Required actions:
A) Copy word for word the part of the feature profiling notebook starting at "# Helper functions" and ending at "buf = BytesIO()".
B) Pick up the feature profiling notebook from where it stops and keep it going.

Source:
# Feature Profiling by Table (Pandas Version)

## Overview
Comprehensive feature profiling using **pandas** with memory-efficient chunk processing.

### Pandas Optimizations:
- **Chunked reading**: Process data in manageable chunks
- **Streaming statistics**: Calculate stats without loading full table
- **Memory efficient**: Use pandas iterators and explicit cleanup

### Statistics Calculated:
- Data type, % zeros, n_unique
- Most frequent value and percentage
- Percentiles: min, 1%, 50%, 99%, max, mean

### Outputs:
- Feature profiling CSVs per table with **separate statistics for In-Time vs OOT**
  - Each feature has two rows: one for 'In-Time' period, one for 'OOT' period
  - Includes `time_period` column to distinguish periods
- Individual boxplots for each feature (one PNG per feature)
  - Saved in table-specific folders: `plots/{table_name}/`
  - Each file named: `{feature_name}.png`
  - Comparing OOT vs in-time distributions

---


In [None]:
%pip install --upgrade pandas==2 -i https://repo.td.com/repository/pypi-all/simple

In [None]:
dbutils.library.restartPython()

In [None]:
import pandas
print(pandas.__version__)

In [None]:
import pandas as pd
import numpy as np
import json
import matplotlib.pyplot as plt
import seaborn as sns
from io import BytesIO
import gc
from pyspark.sql import functions as F
from pyspark.sql.types import *
from pyspark.sql.window import Window
import warnings
warnings.filterwarnings('ignore')

# Helper functions
def save_pandas_to_csv_adls(df_pandas, adls_path):
    csv_string = df_pandas.to_csv(index=False)
    dbutils.fs.put(adls_path, csv_string, overwrite=True)
    print(f"✓ Saved CSV to {adls_path}")

def save_plot_to_adls(fig, adls_path, dpi=150):
    import tempfile, os
    buf = BytesIO()

Position annotation rows:

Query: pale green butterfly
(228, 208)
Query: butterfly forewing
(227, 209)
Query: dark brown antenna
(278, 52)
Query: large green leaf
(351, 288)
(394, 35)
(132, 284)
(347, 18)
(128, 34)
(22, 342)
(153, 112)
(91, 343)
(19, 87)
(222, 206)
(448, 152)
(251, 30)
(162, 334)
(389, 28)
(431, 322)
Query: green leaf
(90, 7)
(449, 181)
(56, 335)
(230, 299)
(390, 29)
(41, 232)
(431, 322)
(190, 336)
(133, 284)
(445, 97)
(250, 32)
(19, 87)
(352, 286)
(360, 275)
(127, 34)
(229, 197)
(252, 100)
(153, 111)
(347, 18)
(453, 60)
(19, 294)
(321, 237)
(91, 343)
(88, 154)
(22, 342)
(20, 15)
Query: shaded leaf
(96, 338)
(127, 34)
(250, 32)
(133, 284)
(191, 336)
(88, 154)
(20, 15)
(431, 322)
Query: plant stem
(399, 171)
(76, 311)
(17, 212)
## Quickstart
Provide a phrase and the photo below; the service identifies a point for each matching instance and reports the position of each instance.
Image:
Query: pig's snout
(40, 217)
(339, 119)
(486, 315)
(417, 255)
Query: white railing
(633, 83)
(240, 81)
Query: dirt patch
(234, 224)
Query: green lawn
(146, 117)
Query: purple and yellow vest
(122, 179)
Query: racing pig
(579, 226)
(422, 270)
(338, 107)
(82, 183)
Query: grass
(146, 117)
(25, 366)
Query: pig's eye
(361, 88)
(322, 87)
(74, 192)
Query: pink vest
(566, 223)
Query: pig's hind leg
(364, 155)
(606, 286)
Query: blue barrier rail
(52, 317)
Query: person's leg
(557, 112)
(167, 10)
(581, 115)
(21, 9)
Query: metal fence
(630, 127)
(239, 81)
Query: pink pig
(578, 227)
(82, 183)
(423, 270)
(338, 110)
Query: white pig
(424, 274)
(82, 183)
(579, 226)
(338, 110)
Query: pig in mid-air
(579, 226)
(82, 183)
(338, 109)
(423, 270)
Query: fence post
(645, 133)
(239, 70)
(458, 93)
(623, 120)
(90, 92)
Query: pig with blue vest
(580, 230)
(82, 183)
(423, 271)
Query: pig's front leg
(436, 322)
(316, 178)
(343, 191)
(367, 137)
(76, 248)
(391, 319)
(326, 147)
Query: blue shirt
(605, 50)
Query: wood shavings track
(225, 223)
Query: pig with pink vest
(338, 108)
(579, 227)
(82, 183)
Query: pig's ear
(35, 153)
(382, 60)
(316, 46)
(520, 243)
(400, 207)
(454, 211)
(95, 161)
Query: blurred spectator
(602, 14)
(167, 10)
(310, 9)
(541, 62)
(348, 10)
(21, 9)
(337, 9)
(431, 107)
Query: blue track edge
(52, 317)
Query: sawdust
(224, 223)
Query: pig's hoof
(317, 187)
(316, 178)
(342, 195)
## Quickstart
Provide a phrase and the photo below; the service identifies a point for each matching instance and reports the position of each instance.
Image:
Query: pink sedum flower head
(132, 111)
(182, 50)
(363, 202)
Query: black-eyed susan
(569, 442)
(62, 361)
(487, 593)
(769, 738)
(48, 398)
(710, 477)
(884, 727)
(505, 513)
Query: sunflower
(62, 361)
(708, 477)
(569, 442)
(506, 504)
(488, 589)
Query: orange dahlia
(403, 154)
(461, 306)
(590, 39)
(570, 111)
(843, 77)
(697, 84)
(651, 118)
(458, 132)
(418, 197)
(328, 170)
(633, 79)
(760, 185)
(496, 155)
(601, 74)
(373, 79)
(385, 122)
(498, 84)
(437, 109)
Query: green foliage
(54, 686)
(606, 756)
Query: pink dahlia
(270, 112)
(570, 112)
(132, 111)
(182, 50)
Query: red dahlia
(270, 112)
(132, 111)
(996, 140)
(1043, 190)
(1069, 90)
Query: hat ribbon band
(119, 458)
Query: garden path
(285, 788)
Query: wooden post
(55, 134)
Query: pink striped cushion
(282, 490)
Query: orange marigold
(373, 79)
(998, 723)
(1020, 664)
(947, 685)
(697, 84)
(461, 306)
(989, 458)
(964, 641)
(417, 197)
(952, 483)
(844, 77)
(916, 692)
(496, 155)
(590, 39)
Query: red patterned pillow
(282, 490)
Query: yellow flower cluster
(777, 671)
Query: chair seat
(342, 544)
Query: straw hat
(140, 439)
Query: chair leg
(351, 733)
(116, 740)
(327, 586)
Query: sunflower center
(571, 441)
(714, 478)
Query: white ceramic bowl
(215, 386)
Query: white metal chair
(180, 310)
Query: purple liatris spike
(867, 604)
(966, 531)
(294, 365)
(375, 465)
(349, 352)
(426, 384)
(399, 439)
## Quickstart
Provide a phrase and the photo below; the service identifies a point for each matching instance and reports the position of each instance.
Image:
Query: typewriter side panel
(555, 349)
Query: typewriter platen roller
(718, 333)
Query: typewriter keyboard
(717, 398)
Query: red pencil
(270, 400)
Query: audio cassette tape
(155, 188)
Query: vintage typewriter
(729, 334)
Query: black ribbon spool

In response:
A)
# Helper functions
def save_pandas_to_csv_adls(df_pandas, adls_path):
    csv_string = df_pandas.to_csv(index=False)
    dbutils.fs.put(adls_path, csv_string, overwrite=True)
    print(f"✓ Saved CSV to {adls_path}")

def save_plot_to_adls(fig, adls_path, dpi=150):
    import tempfile, os
    buf = BytesIO()

B)
    fig.savefig(buf, format='png', dpi=dpi, bbox_inches='tight')
    buf.seek(0)
    with tempfile.NamedTemporaryFile(mode='wb', suffix='.png', delete=False) as tmp:
        tmp.write(buf.getvalue())
        tmp_path = tmp.name
    dbutils.fs.cp(f"file:{tmp_path}", adls_path)
    os.remove(tmp_path)
    # Removed print to reduce I/O congestion

# Spark-based profiling function (MUCH faster and memory-efficient)
def profile_features_spark(df_spark, features, num_features, cat_features, time_period=None):
    """Profile features using Spark - avoids memory issues"""
    results = []
    
    for feature in features:
        if feature not in df_spark.columns:
            continue
            
        is_cat = feature in cat_features
        
        # Base stats using Spark
        df_feat = df_spark.select(feature).filter(F.col(feature).isNotNull())
        total_count = df_spark.count()
        non_null_count = df_feat.count()
        
        if non_null_count == 0:
            results.append({
                'feature': feature,
                'data_type': 'categorical' if is_cat else 'numerical',
                'time_period': time_period or 'All',
                'pct_zero': None, 'n_unique': 0, 'most_frequent_value': None,
                'pct_most_frequent': None, 'min': None, 'max': None,
                'p1': None, 'median': None, 'p99': None, 'mean': None
            })
            continue
        
        # Calculate basic stats in Spark
        stats = {
            'feature': feature,
            'data_type': 'categorical' if is_cat else 'numerical',
            'time_period': time_period or 'All'
        }
        
        # Percent zeros (for numerical)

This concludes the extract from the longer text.